→ **WHAT TO DO**
Copy out the listing exactly.

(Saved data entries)
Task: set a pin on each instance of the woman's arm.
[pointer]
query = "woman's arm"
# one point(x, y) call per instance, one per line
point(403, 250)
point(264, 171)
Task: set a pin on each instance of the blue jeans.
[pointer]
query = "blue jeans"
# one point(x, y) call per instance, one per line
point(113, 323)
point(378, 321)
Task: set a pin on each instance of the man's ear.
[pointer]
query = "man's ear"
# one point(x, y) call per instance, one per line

→ **RESULT**
Task: set a pin on each instance of the woman's arm.
[pointer]
query = "woman's arm"
# one point(x, y) call per instance, one per line
point(403, 250)
point(264, 171)
Task: set a pin on each instance of the blue jeans.
[pointer]
query = "blue jeans"
# one point(x, y) call per instance, one per line
point(113, 323)
point(378, 321)
Task: set a pin on each instance of the man's ear.
[pointer]
query = "man's ear"
# one point(x, y) call per instance, one per line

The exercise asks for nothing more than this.